(Task to complete)
Write out word for word each line from the one containing "For every instance of the soccer ball, the" through the close of the listing, including both ends. Pictures do not belong in the copy.

Stored items:
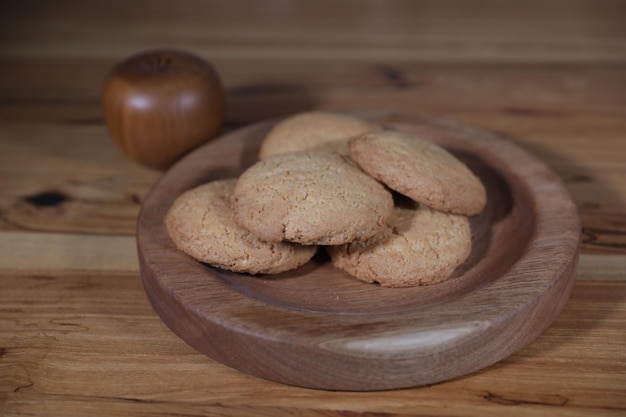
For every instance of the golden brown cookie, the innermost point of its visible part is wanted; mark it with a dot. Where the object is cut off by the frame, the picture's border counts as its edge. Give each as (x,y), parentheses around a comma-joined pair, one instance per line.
(315,197)
(315,130)
(200,224)
(421,170)
(425,248)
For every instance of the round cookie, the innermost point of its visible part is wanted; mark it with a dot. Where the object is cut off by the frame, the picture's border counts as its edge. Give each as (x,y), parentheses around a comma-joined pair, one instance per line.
(421,170)
(315,130)
(425,248)
(312,198)
(200,224)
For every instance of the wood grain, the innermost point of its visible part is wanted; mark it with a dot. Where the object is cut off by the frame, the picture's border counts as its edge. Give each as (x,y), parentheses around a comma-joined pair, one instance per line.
(80,338)
(347,335)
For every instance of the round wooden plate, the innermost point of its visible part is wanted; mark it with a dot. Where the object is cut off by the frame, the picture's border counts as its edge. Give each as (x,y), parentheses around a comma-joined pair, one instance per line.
(318,327)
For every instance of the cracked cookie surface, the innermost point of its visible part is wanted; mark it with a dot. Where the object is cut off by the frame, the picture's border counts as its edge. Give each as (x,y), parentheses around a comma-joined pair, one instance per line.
(426,246)
(315,197)
(421,170)
(200,223)
(315,130)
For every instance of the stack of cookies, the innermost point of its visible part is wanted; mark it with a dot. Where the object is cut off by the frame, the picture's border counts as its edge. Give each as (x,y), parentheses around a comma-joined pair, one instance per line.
(387,207)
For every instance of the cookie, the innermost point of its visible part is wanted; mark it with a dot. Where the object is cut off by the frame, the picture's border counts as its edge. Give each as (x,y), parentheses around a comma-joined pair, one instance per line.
(426,246)
(421,170)
(312,198)
(314,131)
(200,223)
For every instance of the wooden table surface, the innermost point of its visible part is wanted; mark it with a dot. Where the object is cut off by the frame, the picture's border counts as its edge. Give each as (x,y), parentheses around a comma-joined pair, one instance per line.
(77,333)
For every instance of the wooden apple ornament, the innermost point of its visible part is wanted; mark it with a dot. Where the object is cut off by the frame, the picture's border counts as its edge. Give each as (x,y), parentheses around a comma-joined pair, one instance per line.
(158,105)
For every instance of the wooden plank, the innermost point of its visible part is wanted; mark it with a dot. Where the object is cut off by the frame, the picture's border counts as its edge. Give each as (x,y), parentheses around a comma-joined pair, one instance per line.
(540,31)
(90,343)
(37,253)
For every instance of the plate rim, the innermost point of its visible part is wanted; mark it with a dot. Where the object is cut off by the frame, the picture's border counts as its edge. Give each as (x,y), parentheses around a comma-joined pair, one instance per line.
(210,331)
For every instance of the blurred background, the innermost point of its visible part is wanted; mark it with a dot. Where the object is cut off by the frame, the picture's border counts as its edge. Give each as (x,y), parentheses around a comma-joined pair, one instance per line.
(275,57)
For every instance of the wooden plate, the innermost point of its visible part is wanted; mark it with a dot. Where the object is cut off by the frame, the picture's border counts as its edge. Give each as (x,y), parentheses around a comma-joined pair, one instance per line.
(317,327)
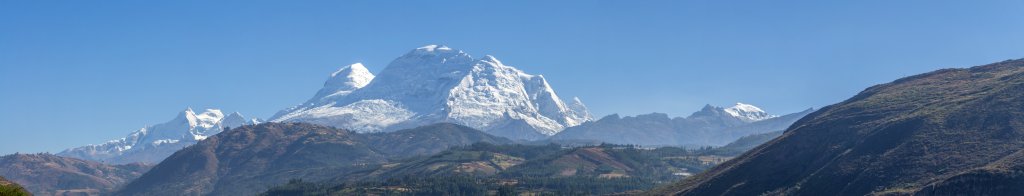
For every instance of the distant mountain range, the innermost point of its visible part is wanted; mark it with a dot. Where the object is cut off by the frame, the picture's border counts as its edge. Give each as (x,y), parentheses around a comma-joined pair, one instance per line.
(433,84)
(710,126)
(153,144)
(953,131)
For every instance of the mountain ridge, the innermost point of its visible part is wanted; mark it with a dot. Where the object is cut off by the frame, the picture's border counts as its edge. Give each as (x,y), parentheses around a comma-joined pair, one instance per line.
(436,83)
(153,144)
(942,132)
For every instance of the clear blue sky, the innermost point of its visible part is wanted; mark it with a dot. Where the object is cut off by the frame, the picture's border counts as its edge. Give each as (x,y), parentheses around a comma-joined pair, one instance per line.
(83,72)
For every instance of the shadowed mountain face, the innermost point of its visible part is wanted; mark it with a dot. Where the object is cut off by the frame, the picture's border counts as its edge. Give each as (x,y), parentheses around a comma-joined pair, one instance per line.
(710,126)
(50,174)
(950,131)
(249,159)
(11,188)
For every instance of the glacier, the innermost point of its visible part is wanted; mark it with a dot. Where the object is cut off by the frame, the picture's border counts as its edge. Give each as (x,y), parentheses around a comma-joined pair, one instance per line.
(436,83)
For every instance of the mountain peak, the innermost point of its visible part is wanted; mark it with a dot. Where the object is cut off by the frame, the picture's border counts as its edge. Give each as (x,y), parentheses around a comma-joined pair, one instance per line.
(436,83)
(343,81)
(154,143)
(434,49)
(748,112)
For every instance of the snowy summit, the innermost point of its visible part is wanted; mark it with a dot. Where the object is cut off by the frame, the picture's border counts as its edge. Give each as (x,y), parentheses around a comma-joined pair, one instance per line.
(153,144)
(436,83)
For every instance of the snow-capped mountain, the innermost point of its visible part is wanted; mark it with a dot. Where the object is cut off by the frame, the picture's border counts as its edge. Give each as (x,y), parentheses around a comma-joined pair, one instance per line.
(153,144)
(434,84)
(748,112)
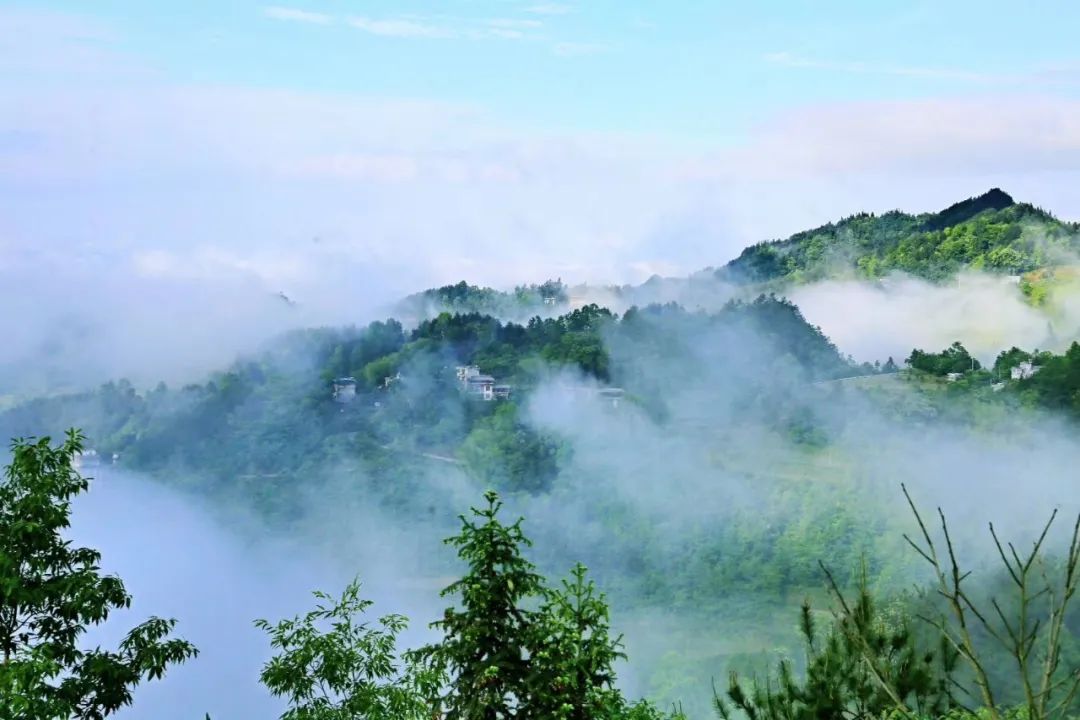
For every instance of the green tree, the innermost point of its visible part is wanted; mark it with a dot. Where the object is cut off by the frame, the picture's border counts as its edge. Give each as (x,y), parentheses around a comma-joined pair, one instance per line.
(51,593)
(485,651)
(866,666)
(576,654)
(348,669)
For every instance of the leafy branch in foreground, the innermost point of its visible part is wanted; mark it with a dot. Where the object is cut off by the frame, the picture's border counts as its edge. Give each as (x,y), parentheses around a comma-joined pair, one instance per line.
(868,667)
(346,670)
(51,593)
(865,666)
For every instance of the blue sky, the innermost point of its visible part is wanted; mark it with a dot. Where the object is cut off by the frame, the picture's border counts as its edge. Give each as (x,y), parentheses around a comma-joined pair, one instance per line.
(686,70)
(350,152)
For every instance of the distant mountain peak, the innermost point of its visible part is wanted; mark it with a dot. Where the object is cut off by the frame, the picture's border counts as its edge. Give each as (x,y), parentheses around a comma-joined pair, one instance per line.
(995,199)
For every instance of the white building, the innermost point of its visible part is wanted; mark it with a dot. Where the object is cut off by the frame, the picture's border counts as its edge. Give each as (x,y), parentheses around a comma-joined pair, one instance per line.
(481,385)
(345,390)
(466,371)
(612,395)
(1024,370)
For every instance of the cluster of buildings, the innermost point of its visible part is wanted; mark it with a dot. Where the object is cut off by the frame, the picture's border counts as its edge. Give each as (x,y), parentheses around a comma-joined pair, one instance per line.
(480,385)
(343,390)
(1022,371)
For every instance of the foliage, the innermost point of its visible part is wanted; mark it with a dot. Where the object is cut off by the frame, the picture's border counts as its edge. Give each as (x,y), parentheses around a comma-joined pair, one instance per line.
(866,666)
(51,593)
(513,648)
(1033,637)
(486,643)
(989,232)
(954,358)
(347,670)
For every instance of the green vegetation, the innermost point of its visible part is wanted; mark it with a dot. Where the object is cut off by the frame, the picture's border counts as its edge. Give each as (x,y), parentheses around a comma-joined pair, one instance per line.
(1051,381)
(512,647)
(524,301)
(989,232)
(52,593)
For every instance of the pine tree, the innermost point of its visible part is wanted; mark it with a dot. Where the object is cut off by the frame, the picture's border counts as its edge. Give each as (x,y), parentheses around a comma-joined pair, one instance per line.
(485,649)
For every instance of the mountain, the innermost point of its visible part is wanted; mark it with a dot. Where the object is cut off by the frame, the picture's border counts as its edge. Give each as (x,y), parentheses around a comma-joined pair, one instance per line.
(990,232)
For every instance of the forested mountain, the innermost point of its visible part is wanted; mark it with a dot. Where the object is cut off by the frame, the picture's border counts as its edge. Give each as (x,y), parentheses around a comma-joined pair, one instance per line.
(990,232)
(703,462)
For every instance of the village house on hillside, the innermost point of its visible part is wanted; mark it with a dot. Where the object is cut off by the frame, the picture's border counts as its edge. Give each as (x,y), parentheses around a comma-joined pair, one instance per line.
(345,390)
(481,385)
(1024,370)
(611,395)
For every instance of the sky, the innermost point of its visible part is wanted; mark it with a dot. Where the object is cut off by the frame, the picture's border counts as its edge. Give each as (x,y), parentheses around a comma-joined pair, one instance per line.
(347,152)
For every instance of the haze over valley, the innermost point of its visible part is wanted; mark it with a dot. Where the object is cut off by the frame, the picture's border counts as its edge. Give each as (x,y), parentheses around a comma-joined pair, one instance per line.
(770,339)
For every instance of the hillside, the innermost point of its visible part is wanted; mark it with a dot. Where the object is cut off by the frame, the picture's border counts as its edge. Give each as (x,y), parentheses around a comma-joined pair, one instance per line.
(990,232)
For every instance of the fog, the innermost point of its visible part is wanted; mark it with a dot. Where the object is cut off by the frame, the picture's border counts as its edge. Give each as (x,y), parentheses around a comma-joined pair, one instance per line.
(988,313)
(216,569)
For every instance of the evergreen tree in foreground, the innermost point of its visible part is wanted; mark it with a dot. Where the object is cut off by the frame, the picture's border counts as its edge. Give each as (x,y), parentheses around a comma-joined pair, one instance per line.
(513,648)
(51,593)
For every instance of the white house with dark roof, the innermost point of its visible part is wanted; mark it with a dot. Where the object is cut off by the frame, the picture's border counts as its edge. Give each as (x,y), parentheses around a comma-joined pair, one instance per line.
(1024,370)
(345,390)
(481,385)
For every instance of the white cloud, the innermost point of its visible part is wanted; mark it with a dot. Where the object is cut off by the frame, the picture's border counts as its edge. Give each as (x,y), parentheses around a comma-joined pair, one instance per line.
(402,28)
(113,184)
(296,15)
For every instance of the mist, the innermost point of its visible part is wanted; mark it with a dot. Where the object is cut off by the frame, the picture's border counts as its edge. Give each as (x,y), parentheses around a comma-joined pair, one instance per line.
(873,321)
(217,568)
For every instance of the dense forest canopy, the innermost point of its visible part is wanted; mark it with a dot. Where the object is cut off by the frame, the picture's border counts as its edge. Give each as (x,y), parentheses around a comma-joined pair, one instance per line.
(989,232)
(710,456)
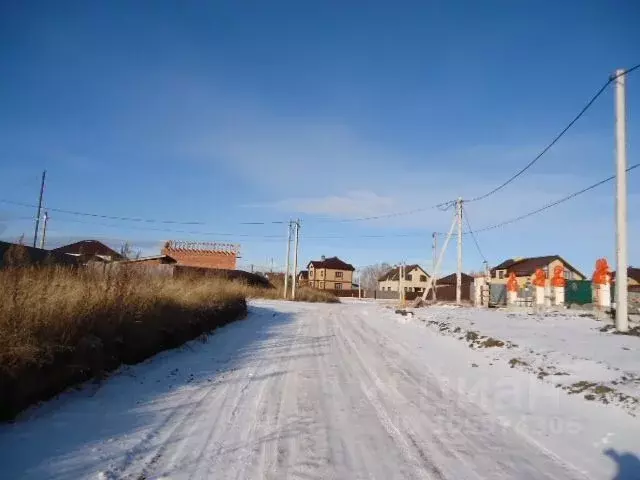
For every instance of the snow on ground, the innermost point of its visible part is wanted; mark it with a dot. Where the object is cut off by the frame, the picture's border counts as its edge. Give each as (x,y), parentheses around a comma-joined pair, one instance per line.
(568,350)
(346,391)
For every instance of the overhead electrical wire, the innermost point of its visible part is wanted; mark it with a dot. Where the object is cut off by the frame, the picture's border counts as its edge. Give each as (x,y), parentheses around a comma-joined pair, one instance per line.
(128,219)
(552,204)
(556,138)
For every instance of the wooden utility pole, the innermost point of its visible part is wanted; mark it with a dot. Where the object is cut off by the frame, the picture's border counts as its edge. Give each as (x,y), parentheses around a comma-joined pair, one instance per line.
(44,230)
(442,250)
(433,274)
(622,319)
(35,233)
(286,273)
(459,271)
(294,280)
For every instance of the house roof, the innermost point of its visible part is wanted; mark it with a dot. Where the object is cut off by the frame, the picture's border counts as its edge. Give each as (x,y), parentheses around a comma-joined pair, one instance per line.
(333,263)
(89,247)
(38,255)
(527,266)
(632,272)
(451,279)
(169,259)
(394,274)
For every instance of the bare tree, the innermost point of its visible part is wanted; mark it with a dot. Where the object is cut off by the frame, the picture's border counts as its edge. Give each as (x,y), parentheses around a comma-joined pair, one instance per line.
(369,275)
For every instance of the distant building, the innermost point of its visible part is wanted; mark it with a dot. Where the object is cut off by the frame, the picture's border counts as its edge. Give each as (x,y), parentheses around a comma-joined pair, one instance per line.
(330,274)
(90,250)
(152,260)
(415,279)
(525,269)
(203,254)
(24,255)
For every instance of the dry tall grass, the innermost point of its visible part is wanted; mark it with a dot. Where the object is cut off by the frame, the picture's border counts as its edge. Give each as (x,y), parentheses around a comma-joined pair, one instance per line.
(48,310)
(60,326)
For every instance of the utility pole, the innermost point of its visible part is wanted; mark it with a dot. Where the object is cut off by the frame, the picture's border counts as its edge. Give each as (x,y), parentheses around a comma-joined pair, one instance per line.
(295,261)
(44,229)
(459,272)
(35,233)
(286,273)
(435,251)
(622,320)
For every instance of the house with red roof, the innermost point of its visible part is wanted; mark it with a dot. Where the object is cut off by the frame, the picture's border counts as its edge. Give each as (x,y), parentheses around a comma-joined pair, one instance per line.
(330,274)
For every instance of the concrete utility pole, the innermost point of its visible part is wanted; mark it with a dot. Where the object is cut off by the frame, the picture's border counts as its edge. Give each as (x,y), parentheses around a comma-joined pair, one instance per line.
(622,320)
(294,280)
(35,233)
(459,272)
(44,229)
(286,273)
(434,273)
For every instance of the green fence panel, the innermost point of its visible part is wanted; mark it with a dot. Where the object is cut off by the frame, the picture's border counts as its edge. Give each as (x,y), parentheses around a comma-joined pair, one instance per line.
(578,291)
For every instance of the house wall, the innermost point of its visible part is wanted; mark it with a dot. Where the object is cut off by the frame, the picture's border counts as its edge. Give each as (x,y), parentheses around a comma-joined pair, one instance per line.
(204,259)
(411,285)
(325,278)
(523,280)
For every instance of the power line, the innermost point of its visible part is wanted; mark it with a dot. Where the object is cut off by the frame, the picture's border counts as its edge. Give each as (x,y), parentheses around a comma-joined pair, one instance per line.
(444,206)
(120,218)
(475,240)
(556,138)
(152,229)
(553,204)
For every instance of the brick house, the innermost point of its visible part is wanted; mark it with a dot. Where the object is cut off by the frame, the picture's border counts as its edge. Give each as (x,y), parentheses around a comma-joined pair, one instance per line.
(202,254)
(633,275)
(525,269)
(330,274)
(415,279)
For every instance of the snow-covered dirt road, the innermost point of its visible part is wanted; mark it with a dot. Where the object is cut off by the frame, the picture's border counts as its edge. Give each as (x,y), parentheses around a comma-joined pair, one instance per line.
(344,391)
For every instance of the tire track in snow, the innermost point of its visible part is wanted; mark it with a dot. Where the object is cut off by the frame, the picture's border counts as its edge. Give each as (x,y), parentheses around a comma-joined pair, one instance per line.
(477,412)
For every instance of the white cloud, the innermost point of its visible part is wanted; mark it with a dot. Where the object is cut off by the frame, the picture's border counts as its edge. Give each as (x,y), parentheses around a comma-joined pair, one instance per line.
(352,204)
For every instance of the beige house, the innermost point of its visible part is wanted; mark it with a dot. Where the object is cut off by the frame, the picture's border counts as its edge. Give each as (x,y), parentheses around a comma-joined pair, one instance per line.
(330,274)
(415,279)
(525,269)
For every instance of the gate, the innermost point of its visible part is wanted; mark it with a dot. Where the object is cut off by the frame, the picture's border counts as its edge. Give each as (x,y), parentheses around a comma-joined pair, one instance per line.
(498,294)
(578,291)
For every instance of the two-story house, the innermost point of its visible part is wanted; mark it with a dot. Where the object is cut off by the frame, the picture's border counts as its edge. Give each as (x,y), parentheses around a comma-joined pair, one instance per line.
(415,279)
(330,274)
(525,269)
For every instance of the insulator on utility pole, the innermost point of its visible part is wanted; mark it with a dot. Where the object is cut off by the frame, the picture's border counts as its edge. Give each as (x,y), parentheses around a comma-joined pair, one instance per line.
(35,232)
(44,229)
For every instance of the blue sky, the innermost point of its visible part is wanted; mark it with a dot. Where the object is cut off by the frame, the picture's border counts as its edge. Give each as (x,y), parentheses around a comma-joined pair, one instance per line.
(231,112)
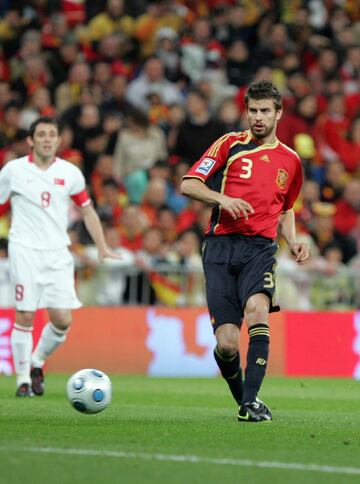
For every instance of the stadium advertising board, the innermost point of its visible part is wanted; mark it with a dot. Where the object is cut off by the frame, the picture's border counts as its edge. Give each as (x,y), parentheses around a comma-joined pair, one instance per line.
(177,342)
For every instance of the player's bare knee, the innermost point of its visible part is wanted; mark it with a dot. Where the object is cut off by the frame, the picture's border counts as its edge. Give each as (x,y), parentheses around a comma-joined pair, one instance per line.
(257,310)
(61,319)
(25,318)
(227,341)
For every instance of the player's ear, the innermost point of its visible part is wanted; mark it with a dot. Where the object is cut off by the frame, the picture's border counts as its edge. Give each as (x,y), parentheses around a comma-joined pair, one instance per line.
(30,141)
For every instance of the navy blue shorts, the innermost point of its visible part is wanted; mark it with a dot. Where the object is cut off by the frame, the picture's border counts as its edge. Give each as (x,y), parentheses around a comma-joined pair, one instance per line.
(237,267)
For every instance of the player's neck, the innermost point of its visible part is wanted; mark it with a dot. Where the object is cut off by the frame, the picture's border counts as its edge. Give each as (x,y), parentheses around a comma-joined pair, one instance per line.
(42,163)
(267,140)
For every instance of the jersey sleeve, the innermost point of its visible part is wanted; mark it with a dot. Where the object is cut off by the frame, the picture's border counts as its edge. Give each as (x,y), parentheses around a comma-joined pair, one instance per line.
(5,185)
(294,188)
(78,193)
(211,161)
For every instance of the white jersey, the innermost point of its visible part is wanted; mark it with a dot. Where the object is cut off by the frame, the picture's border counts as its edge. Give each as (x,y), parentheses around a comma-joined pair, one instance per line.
(40,201)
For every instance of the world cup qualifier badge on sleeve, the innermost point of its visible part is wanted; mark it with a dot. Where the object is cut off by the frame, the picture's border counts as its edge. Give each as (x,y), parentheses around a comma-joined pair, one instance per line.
(205,166)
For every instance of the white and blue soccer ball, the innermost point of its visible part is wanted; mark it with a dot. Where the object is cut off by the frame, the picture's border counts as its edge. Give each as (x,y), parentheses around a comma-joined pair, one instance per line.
(89,390)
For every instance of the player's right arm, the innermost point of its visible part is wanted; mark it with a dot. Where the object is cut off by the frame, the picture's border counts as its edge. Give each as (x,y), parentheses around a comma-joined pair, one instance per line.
(5,186)
(236,207)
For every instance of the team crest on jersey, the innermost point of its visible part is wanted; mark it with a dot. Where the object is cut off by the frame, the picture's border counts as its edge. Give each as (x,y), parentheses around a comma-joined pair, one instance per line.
(281,179)
(205,166)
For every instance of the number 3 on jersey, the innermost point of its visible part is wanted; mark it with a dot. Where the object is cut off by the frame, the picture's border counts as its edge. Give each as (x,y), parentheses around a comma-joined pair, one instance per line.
(246,168)
(45,199)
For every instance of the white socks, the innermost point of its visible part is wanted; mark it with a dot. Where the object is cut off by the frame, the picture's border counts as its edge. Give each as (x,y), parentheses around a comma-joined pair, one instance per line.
(21,345)
(51,338)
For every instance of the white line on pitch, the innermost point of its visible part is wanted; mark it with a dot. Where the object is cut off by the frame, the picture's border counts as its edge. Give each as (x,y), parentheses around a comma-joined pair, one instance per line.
(195,459)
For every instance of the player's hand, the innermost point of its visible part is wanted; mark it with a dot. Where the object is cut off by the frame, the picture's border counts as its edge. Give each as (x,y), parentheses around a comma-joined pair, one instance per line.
(236,207)
(301,251)
(107,252)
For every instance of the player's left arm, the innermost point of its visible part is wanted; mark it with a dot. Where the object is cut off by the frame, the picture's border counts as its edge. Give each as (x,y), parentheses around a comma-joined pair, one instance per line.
(288,230)
(93,225)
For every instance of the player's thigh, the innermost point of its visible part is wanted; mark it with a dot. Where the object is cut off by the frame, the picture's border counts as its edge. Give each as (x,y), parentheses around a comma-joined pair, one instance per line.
(25,273)
(221,286)
(257,277)
(59,282)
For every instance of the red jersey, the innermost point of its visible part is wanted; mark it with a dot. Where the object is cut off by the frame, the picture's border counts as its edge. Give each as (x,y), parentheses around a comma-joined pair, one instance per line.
(267,176)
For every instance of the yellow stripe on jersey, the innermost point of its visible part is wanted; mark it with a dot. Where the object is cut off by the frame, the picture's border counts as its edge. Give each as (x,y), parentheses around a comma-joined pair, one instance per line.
(217,145)
(266,146)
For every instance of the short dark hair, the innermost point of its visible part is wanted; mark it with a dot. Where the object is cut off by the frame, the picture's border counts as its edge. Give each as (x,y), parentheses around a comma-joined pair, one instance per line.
(259,90)
(45,120)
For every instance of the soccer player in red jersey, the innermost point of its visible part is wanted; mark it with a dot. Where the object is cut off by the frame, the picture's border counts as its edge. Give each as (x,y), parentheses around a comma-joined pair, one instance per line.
(253,180)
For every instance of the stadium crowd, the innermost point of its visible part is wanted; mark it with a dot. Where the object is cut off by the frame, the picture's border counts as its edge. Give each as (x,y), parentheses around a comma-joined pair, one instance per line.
(142,88)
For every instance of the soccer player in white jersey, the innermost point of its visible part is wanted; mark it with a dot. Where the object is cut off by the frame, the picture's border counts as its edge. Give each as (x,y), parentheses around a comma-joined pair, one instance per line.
(41,188)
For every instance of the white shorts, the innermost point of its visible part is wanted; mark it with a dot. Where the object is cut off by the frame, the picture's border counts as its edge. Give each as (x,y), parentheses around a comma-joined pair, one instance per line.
(42,279)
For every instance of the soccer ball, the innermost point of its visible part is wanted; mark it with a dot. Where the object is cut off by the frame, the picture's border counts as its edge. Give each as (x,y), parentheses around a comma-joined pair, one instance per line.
(89,390)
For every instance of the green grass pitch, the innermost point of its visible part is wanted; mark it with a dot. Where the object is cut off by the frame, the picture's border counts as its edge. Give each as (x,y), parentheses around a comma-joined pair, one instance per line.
(182,431)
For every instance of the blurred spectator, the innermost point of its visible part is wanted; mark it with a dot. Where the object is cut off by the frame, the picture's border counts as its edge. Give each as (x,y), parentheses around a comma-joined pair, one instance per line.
(229,115)
(324,232)
(65,148)
(68,93)
(133,225)
(166,221)
(107,283)
(198,130)
(154,199)
(309,197)
(240,67)
(167,50)
(6,290)
(333,182)
(114,99)
(112,20)
(111,203)
(39,104)
(61,60)
(347,217)
(159,14)
(199,51)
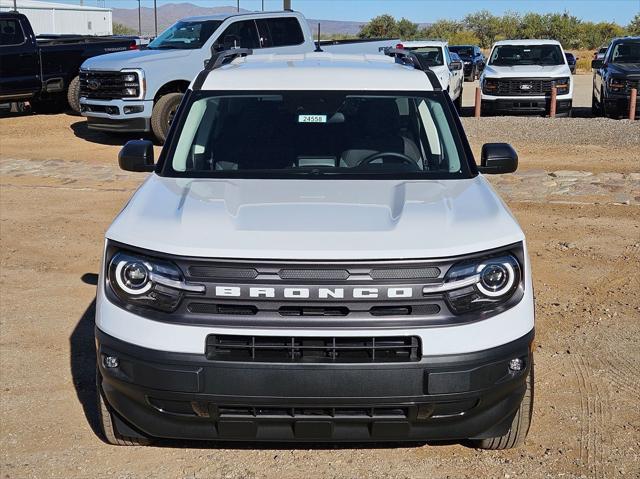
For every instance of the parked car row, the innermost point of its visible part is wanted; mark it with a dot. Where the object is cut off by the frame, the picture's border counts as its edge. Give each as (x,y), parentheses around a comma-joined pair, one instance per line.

(Answer to the task)
For every instance of the soccer ball, the innermost point of its visible part is wanted; mark it with a dot. Where the object is cut off by the frame, the picture's border counts as its edge. Give each as (x,y), parentheses around a comma-joined pair, one instance per line.
(89,390)
For every instance of the green grass pitch, the innermost point of its visible part is wanted; mark it with a dot. Where the object is cut off by the frame, the picture's border counts as its edge. Give each as (x,y), parentheses around a comma-joined pair, one instance per line.
(182,431)
For every instance of the blurred spectator, the innermost point of its visible part is wanted; mark it with a dot. Where the object is cut off by the frame, the picture's border counts as its edge. Give each as (x,y), parentheses around a comma-joined pair, one instance per line.
(229,115)
(324,232)
(65,148)
(68,93)
(133,225)
(166,221)
(107,283)
(198,130)
(154,199)
(309,197)
(240,67)
(167,50)
(6,290)
(333,182)
(114,99)
(112,20)
(111,203)
(39,104)
(61,60)
(347,217)
(159,14)
(199,51)
For every instance of the parked car row, the innermost point of its visible part is wanted; mark it with a dot. Where the object is cut off by the frame, the picture's border counts as its edge. Give each as (x,y), parentheses around a comma-joined pair, one instance per line.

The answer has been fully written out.